Copy out each of the records below word for word, keeping every line in its original order.

** Begin Records provided **

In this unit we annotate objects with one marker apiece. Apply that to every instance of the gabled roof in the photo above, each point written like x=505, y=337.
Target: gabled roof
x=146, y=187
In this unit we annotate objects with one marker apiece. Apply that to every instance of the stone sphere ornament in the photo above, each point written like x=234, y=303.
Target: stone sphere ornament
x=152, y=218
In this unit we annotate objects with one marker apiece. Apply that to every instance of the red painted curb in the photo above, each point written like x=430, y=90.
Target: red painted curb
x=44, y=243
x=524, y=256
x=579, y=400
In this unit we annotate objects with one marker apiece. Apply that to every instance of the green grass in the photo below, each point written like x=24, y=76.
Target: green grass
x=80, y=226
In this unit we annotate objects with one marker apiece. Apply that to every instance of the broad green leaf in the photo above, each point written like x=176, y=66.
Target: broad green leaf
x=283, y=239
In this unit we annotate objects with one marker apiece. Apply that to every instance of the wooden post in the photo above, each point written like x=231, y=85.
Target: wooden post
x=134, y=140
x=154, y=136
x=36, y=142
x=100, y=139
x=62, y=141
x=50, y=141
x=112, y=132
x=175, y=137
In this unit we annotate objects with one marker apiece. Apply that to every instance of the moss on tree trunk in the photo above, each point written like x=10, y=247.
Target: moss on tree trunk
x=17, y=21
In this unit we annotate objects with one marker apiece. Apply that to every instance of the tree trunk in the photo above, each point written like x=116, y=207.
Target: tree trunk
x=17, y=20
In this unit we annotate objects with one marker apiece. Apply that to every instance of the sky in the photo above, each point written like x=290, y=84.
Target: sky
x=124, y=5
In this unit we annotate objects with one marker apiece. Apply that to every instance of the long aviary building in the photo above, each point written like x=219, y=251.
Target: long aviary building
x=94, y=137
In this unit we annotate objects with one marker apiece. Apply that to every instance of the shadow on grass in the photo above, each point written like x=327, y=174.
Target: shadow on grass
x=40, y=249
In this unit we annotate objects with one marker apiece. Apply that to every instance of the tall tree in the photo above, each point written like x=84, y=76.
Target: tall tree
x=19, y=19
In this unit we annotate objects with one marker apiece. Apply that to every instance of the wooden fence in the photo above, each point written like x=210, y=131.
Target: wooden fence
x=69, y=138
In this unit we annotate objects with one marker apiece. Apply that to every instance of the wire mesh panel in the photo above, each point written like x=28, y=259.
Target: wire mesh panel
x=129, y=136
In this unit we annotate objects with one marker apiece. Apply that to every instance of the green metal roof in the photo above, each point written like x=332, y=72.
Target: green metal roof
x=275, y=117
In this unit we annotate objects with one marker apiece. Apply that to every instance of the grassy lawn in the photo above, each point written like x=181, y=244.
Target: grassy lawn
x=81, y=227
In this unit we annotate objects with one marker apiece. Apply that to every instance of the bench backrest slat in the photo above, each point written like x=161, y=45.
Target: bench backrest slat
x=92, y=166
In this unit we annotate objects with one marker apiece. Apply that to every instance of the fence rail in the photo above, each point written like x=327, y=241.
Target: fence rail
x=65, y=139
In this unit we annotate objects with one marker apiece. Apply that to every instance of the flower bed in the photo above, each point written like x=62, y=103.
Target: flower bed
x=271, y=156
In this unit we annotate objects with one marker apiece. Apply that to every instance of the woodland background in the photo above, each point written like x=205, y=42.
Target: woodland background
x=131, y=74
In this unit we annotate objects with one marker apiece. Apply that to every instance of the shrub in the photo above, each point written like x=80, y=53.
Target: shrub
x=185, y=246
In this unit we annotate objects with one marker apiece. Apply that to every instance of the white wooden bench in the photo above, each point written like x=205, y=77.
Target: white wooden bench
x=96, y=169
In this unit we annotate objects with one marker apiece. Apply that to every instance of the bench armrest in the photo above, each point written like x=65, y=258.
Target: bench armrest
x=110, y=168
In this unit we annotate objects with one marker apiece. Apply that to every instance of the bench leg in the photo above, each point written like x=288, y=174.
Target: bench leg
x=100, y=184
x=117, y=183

** End Records provided **

Output:
In this unit we annotate objects with one marker apiece. Apply that to every instance of the gabled roof in the photo above, each point written like x=505, y=337.
Target: gabled roof
x=146, y=187
In this unit we annotate objects with one marker apiece. Apply that to every instance of the stone sphere ornament in the photo above, each point written like x=234, y=303.
Target: stone sphere ornament
x=152, y=218
In this unit we annotate objects with one marker apiece. Apply that to every instance of the red painted curb in the photo above, each point written like x=430, y=90.
Target: red painted curb
x=44, y=243
x=524, y=256
x=579, y=400
In this unit we annotate objects with one marker apiece. Apply that to every instance of the green grass in the photo below, each point written like x=24, y=76.
Target: green grass
x=80, y=226
In this unit we annotate objects with one marker apiece. Apply that to every instance of the broad green leaf in the photo above, each point written like x=176, y=66.
Target: broad green leaf
x=283, y=239
In this unit we annotate objects with one marker apiece. Apply that to every instance of the wooden post in the photo above, each point written like x=231, y=85.
Target: wooden post
x=134, y=140
x=154, y=136
x=36, y=142
x=100, y=139
x=62, y=141
x=50, y=141
x=112, y=132
x=175, y=137
In this unit we annotate objects with one marker apiece. Apply that to every instance of the moss on tree trunk in the photo above, each point written like x=10, y=247.
Target: moss on tree trunk
x=17, y=21
In this unit we annotate objects with one marker apiece. Apply that to every instance of the tree trunk in the photo above, each point written like x=116, y=207.
Target: tree trunk
x=17, y=20
In this unit we annotate objects with one marker apiece. Apply that to every instance of the sky in the photo above, each point written like x=290, y=84.
Target: sky
x=124, y=5
In this unit we annotate objects with one marker apiece. Apply that to every instance of the long aviary building in the photo above, each point written like x=219, y=251.
Target: long aviary building
x=94, y=137
In this unit we annotate objects with one marker apiece. Apply that to every instance of the shadow on grass in the photo above, each point written like x=327, y=174.
Target: shadow on grass
x=40, y=249
In this unit we annotate objects with one marker apiece. Apply that to every instance of the tall tree in the photo above, each point written like x=84, y=76.
Target: tall tree
x=19, y=19
In this unit we annotate objects with one marker apiece. Apply that to every instance of the wooden fence in the photo above, each point written like x=210, y=131.
Target: wooden fence
x=69, y=138
In this unit we annotate objects with one marker apiece. Apply that to every instance of the wire mesh panel in the photo above, each point written like x=28, y=259.
Target: wire mesh panel
x=129, y=136
In this unit we annotate objects with one marker apiece. Apply that to every instance of the green metal roof in the photo above, each point written like x=332, y=72.
Target: green metal roof
x=275, y=117
In this unit we annotate objects with one marker apiece. Apply that to every instance of the grassy lawn in the photo above, each point written like x=181, y=244.
Target: grassy lawn
x=81, y=227
In this unit we annotate objects with one marker apiece. Apply that to every instance of the bench backrest slat in the photo above, each point written like x=161, y=45.
Target: bench backrest slat
x=92, y=166
In this unit we annotate objects with one marker apiece. Apply that to every instance of the fence rail in the photo above, each point written like x=327, y=241.
Target: fence rail
x=65, y=139
In this unit we annotate objects with one marker apiece. Apply that to every instance of the flower bed in the photo above, each point written like x=62, y=103.
Target: flower bed
x=271, y=156
In this unit we annotate objects with one marker apiece. Apply that to every instance of the woodland background in the photo above, each point written like x=205, y=42.
Target: woodland background
x=131, y=74
In this unit we annotate objects with one marker apiece. Apply that to every instance of the shrub in the photo above, each point written like x=80, y=53.
Target: shrub
x=185, y=246
In this unit we annotate objects with one marker apiece. Apply that to every instance of the white wooden bench in the photo above, each point written like x=205, y=77.
Target: white wooden bench
x=96, y=169
In this unit we annotate objects with one marker apiece. Apply that to every instance of the bench armrest in the photo above, each point written like x=65, y=258.
Target: bench armrest
x=110, y=168
In this unit we annotate objects with one marker apiece. Apply that to every instance of the bench leg in the photo above, each point written like x=288, y=174.
Target: bench leg
x=100, y=184
x=117, y=183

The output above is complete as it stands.